WHAT YOU SHOULD DO —
Can you write out the lines from the one containing "Question. Mark every instance of the curtain" through the one containing "x=183 y=257", both included, swapping "wooden bed frame" for "wooden headboard" and keeping everything else the same?

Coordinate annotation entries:
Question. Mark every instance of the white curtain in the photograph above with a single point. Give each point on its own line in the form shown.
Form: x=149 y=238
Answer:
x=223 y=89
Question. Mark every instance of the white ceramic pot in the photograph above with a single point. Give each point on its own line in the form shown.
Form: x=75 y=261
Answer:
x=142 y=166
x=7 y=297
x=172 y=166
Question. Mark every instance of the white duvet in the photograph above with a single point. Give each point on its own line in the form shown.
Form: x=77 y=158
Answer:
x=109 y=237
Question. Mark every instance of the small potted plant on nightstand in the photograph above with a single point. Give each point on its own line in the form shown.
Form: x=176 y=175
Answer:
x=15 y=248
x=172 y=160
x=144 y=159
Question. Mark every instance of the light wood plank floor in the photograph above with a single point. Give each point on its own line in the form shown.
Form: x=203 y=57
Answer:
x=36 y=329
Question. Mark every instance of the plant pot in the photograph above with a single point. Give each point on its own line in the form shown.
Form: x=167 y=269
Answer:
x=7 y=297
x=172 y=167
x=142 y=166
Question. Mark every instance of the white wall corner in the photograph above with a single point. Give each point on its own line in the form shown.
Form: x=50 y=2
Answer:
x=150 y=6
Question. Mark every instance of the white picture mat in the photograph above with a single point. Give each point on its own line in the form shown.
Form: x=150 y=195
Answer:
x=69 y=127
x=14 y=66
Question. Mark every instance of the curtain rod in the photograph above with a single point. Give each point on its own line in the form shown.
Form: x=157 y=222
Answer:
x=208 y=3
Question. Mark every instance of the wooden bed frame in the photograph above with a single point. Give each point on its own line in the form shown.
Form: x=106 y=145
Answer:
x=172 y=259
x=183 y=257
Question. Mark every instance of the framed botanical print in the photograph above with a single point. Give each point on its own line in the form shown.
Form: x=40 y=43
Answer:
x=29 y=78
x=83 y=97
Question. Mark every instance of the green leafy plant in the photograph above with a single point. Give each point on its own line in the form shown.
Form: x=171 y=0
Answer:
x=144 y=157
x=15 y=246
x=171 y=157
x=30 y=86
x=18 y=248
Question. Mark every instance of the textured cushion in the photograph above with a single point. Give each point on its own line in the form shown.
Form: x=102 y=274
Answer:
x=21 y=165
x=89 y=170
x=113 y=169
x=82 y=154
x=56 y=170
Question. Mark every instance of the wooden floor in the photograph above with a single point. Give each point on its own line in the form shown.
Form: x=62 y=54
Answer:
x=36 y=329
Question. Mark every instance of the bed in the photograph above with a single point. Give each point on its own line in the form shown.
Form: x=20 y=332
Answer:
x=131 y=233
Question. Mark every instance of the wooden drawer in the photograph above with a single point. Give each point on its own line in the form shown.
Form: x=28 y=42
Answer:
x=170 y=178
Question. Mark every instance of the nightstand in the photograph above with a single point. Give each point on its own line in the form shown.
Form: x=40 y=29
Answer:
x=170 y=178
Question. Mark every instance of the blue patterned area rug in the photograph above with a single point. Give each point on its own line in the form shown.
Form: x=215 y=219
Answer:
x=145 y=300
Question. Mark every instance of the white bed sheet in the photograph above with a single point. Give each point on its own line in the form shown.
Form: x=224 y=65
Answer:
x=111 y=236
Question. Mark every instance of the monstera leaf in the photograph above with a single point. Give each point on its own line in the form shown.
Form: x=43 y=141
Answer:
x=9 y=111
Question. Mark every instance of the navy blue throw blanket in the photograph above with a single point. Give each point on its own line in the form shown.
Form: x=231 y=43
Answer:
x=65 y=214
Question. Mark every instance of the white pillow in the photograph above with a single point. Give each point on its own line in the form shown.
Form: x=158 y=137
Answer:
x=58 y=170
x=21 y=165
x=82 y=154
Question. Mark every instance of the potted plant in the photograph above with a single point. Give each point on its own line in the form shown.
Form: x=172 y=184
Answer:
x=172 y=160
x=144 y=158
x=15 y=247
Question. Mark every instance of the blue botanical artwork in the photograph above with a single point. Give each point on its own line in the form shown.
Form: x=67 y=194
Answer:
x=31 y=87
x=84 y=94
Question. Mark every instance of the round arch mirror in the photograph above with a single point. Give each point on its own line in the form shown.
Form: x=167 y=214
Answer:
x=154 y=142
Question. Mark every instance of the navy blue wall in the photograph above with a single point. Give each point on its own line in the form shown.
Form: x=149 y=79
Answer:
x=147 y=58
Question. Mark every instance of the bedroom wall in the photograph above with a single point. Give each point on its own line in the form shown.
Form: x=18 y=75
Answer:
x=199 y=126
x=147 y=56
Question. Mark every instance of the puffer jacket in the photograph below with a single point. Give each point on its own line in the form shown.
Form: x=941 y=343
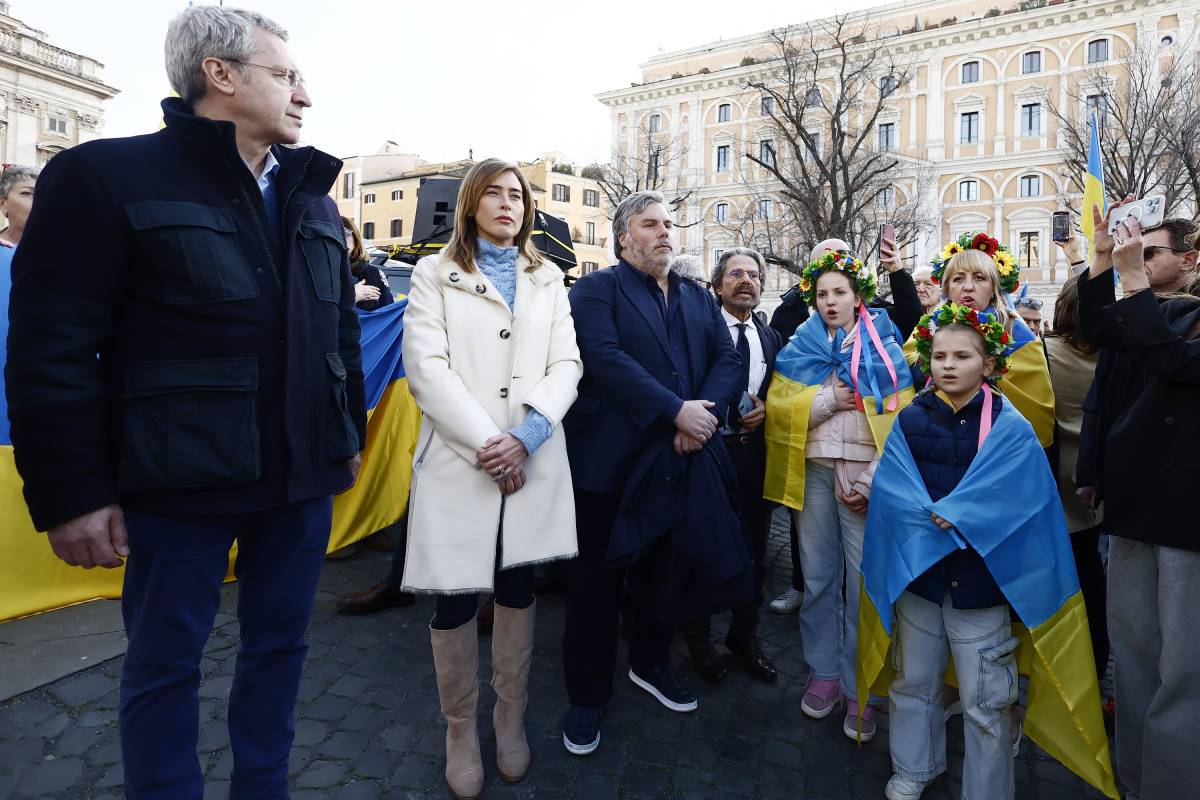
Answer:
x=943 y=444
x=839 y=434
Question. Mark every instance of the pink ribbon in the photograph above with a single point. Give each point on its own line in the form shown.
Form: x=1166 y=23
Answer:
x=864 y=317
x=985 y=417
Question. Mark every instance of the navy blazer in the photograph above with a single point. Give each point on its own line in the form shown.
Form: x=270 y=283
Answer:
x=628 y=392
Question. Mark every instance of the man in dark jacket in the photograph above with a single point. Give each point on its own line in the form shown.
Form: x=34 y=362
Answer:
x=1149 y=479
x=205 y=388
x=737 y=283
x=658 y=362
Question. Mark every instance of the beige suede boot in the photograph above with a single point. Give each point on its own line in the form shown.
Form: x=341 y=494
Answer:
x=511 y=654
x=456 y=661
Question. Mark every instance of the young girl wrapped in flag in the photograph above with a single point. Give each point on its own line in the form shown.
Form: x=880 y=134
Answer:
x=965 y=530
x=838 y=386
x=978 y=271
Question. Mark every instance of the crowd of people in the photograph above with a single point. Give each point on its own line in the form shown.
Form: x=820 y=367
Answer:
x=934 y=450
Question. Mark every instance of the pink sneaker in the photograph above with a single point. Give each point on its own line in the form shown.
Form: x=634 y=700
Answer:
x=850 y=726
x=820 y=698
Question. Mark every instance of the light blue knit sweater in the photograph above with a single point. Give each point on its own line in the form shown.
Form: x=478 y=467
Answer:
x=499 y=264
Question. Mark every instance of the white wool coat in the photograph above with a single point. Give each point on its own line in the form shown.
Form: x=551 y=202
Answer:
x=477 y=368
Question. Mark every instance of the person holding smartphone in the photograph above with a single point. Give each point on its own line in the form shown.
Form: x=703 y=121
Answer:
x=737 y=283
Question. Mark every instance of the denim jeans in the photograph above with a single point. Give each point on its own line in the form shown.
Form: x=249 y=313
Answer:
x=982 y=644
x=1153 y=615
x=831 y=552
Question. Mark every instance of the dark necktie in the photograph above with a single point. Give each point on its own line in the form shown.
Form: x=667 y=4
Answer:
x=744 y=356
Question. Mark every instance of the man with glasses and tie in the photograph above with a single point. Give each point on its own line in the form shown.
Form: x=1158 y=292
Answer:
x=207 y=388
x=737 y=282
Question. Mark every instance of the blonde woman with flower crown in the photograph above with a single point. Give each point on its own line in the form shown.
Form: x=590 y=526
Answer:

FULL OUTPUT —
Question. Mark every instance of the curtain rod in the photograph above with a single point. Give each point on its own line in the form shown.
Form: x=157 y=222
Answer:
x=208 y=3
Question. Mark every instance of the wooden headboard in the photograph above with a single point. Give each point on its own line in the form shown.
Form: x=106 y=145
Answer:
x=172 y=259
x=183 y=257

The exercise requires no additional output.